Extract each line of the data below that contains the string "green".

★ ★ ★ ★

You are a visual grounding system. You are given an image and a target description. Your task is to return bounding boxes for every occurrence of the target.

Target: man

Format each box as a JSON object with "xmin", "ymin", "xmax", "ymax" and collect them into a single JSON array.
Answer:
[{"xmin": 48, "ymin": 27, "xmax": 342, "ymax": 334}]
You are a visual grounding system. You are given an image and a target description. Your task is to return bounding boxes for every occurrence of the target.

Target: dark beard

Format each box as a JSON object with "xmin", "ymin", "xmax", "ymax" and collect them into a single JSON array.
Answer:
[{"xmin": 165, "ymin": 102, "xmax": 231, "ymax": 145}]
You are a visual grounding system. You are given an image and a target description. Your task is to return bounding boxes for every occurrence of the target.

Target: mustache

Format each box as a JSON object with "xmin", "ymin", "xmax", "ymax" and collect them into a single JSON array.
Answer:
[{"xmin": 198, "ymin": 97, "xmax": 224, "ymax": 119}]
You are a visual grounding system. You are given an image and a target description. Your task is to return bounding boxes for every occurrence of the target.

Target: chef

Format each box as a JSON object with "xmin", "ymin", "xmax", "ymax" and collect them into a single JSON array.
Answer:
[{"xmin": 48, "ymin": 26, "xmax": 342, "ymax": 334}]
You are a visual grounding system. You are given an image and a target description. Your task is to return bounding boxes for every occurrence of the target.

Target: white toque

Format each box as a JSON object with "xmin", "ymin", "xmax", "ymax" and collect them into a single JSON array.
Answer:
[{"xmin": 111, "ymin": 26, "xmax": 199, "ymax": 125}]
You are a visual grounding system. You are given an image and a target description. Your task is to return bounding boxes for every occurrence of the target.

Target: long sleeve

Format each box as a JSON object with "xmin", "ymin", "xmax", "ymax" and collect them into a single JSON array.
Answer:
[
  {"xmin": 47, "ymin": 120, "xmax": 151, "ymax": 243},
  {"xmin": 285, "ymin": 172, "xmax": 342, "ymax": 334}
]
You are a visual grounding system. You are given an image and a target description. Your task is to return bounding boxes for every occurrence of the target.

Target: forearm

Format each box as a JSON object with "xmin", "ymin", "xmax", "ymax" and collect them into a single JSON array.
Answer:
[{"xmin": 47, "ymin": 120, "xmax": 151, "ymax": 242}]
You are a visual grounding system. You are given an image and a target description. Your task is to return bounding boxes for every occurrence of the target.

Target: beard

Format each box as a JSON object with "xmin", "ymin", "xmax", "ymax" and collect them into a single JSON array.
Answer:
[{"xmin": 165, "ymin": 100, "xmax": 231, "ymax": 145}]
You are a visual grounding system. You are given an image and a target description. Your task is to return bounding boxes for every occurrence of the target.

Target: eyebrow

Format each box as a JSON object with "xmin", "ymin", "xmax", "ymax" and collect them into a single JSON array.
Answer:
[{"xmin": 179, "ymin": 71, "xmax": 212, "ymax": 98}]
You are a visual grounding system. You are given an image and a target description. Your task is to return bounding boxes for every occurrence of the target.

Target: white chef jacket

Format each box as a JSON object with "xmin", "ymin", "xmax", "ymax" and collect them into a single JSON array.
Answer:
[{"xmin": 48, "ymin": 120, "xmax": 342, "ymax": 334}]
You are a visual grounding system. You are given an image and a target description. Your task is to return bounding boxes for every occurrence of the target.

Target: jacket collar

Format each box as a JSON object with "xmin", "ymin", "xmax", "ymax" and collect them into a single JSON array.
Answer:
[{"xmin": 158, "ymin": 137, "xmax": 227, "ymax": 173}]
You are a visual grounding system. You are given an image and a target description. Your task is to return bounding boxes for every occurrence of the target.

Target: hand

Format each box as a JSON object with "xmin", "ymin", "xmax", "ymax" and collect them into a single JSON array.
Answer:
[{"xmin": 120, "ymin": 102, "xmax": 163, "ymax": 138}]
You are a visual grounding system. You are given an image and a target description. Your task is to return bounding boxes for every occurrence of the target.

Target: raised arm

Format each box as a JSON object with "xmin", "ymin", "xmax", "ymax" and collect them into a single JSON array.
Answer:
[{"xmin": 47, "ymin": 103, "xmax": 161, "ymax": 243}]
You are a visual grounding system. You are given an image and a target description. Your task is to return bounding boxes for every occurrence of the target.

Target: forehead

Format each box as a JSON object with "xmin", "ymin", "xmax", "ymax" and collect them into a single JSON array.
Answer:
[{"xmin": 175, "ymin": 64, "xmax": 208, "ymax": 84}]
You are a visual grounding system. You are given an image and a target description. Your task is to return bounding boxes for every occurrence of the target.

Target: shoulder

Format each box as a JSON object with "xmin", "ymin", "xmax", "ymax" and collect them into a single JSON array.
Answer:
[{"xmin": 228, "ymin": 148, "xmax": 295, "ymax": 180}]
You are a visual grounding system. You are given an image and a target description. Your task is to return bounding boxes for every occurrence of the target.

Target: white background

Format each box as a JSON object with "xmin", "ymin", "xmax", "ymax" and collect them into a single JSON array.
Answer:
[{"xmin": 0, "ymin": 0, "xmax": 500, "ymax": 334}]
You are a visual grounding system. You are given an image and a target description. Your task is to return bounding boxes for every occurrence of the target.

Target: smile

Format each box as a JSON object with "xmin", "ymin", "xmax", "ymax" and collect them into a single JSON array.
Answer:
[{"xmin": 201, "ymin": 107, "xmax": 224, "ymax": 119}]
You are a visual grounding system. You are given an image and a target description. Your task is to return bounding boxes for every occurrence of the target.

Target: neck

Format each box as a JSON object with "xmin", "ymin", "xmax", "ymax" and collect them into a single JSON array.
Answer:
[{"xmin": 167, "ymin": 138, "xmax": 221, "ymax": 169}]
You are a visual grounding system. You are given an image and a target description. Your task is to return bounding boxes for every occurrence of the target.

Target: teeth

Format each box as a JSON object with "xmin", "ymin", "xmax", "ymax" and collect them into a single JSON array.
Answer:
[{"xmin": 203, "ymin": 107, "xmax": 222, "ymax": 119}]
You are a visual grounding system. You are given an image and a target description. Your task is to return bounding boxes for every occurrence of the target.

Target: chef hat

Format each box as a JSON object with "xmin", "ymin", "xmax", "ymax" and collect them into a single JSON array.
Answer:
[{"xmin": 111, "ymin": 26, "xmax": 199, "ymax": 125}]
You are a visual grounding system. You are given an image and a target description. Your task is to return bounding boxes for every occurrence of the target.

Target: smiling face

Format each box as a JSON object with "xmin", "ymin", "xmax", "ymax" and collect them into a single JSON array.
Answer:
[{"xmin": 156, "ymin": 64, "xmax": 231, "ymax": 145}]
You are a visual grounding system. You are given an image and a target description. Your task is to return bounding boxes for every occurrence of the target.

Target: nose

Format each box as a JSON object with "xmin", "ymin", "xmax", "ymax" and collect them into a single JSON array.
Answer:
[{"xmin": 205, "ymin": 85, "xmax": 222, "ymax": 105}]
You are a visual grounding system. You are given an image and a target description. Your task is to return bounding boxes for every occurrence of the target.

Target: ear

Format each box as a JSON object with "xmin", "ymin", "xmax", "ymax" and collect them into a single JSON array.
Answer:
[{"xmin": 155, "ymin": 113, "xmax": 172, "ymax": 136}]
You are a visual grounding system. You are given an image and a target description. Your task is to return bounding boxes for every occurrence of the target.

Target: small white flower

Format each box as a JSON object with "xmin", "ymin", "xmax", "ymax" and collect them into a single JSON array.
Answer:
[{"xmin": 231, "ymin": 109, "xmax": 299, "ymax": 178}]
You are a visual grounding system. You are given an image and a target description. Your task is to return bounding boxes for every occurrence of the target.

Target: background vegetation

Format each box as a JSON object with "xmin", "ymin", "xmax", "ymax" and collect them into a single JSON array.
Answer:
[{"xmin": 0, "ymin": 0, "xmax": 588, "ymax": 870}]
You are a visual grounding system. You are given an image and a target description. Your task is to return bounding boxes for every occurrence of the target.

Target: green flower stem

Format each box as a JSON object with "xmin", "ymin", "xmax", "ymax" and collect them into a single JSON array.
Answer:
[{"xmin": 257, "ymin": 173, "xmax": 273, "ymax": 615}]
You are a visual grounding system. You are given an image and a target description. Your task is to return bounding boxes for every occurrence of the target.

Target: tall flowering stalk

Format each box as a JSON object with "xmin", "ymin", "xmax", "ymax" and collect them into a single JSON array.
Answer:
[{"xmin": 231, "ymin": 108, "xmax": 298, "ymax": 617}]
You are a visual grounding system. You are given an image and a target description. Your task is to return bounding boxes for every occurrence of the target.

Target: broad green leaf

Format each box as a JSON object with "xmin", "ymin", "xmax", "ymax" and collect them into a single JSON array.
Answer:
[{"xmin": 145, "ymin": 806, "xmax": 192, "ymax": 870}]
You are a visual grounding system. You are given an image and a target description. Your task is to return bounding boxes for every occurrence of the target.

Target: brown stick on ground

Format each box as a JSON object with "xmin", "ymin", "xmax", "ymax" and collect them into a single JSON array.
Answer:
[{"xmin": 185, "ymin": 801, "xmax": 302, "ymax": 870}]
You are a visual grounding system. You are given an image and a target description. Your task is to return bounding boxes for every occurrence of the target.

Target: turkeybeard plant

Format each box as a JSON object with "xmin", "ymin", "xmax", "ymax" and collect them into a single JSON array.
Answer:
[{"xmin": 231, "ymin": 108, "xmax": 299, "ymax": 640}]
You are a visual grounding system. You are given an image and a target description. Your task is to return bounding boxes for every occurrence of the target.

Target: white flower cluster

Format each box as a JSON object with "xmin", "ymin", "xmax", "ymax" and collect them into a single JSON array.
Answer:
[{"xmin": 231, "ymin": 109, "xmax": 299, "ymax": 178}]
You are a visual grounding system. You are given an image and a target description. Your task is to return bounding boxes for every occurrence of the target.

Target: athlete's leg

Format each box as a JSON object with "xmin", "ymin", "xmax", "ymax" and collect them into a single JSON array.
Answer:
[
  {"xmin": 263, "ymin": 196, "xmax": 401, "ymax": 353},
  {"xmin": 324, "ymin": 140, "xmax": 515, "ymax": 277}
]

★ ★ ★ ★

EXERCISE RESPONSE.
Target: green flower stem
Target: broad green leaf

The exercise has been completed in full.